ASSIGNED TASK 1:
In the text below on drone dispatch for cardiac arrests, why did the authors calculate a metric they called harmful false positives? Answer in one to three sentences.
ASSIGNED TASK 2:
Extend the text on drone dispatch for cardiac arrests, starting right after its final sentence.

Statistical models were constructed to predict ambulance response times, adjusting for the distance of the ambulance from the scene, the day of week, and the time of day. Drone dispatch rules were developed dictating that the drone would only be dispatched if it were predicted to arrive no more than x seconds after the ambulance. The x was evaluated in 30-second increments from 0–150 seconds.
Dispatch rules were also evaluated based on drone availability at the time of the cardiac arrest. To estimate drone availability, the authors assumed that, once dispatched, a drone would be occupied for the time it took to get from its base to the scene as well as the time it took to get from the scene back to its base. Thirty minutes was added to the round-trip travel time to allow for the drone to charge and be equipped with a new AED prior to its next mission.
Each dispatch rule considered dispatching the drone closest to the scene. If the closest drone was unavailable, the next-closest drone was considered. If all drones were unavailable, then no drone was dispatched to the scene. Dispatch rules were also compared to a policy of simply dispatching the closest available drone to every suspected cardiac arrest call without consideration of arrival prior to EMS.
Finally, because a decision to dispatch a drone can impact the availability of subsequent drones, the authors calculated a metric they called harmful false positives. A false positive was defined as dispatching of a drone to the scene that arrived after EMS. A harmful false positive was a false positive where a drone was occupied but, if available, that drone would have improved response time for a subsequent suspected out-of-hospital cardiac arrest.
Results
There were 3,573 cardiac arrests in the analysis. Median patient age was 69. The population was 66% male. Approximately 14% of arrests occurred in public locations. There were 28% that were bystander-witnessed, and 25% had bystander-initiated CPR. Average, median, and 90th-percentile ambulance response times were 6.2, 5.8, and 9.5 minutes, respectively. All drone dispatch rules resulted in average, median, and 90th-percentile response times of 2–3 minutes less than the ambulance response times.

RECORD EXCERPTS:
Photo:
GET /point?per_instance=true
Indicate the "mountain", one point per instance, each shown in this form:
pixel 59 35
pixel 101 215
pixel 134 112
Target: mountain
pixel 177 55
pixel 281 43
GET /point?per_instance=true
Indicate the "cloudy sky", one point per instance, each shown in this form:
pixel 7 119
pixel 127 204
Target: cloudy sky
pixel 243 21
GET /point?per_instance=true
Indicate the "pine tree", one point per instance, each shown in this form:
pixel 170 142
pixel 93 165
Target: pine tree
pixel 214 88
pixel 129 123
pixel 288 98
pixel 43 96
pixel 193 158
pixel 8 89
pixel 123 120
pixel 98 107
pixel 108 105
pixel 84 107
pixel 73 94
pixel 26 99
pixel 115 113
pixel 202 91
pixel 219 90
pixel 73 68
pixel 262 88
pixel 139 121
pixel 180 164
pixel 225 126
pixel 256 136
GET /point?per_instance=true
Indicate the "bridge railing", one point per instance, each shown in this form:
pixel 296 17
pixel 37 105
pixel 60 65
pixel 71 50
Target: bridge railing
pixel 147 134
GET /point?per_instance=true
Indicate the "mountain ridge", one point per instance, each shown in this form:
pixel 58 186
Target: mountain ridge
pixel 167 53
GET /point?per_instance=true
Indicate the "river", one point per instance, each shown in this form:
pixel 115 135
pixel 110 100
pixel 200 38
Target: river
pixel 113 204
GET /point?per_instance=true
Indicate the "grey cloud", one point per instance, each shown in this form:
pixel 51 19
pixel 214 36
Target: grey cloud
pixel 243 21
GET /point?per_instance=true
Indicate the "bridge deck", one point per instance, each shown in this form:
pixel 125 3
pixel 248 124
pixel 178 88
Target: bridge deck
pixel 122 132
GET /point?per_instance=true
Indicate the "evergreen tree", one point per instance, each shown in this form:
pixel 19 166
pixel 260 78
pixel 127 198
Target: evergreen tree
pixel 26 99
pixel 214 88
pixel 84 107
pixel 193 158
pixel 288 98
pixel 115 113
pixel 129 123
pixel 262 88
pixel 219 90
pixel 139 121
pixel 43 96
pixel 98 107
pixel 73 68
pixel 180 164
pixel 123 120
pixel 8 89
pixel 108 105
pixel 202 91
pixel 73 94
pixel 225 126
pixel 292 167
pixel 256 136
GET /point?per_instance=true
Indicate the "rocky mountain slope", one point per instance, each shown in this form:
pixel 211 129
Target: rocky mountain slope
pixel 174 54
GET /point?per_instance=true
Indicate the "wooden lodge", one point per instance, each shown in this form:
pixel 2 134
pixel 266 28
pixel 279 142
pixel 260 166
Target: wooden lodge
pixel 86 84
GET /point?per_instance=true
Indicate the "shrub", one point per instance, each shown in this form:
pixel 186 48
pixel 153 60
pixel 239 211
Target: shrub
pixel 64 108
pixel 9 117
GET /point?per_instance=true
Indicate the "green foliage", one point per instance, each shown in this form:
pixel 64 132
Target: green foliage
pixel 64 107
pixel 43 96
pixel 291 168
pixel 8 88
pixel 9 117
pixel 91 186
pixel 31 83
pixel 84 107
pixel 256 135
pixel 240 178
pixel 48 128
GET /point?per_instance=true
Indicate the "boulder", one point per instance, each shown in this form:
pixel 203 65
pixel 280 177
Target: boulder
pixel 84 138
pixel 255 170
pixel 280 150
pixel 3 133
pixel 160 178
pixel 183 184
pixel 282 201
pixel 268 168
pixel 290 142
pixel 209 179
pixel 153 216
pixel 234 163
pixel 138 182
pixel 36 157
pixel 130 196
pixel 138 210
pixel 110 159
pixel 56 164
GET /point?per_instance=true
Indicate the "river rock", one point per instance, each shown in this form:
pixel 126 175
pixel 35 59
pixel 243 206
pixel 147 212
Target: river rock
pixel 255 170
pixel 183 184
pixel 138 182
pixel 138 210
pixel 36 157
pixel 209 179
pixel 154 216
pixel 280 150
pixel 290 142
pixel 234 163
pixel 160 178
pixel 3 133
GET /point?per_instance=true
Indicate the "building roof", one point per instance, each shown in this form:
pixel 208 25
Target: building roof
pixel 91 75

WRITTEN RESPONSE 1:
The authors calculated harmful false positives because a decision to dispatch a drone can affect whether drones are available for later calls. A harmful false positive was a drone sent to a scene where it arrived after EMS, while that drone could have improved response time for a subsequent suspected out-of-hospital cardiac arrest.

WRITTEN RESPONSE 2:
The percentage of suspected out-of-hospital cardiac arrest calls where a dispatched drone would improve response times ranged from 62%–66% among all drone dispatch rules evaluated. The percentage of calls where the closest drone was busy was about 2% among all dispatch rules, and the number of harmful false positives ranged from 3–4 to 15–20.
Conclusion
This was an interesting study that found that dispatch rules for AED-carrying drones that only dispatch drones predicted to reach the scene before EMS can achieve similar results to simply dispatching a drone to all suspected cardiac arrest calls.
As with all studies, there are some limitations in this one. The study authors did not adjust for all factors, such as weather or obstacles in drone flight paths. They also did not evaluate response times for other first responders.
Nevertheless, they completed a very detailed and thorough study of drone dispatch policies that significantly adds to the literature. There will no doubt be more and more research that will help us imagine EMS in the future.
Antonio R. Fernandez, PhD, NRP, FAHA, is a research scientist at ESO and serves on the board of advisors of the Prehospital Care Research Forum at UCLA.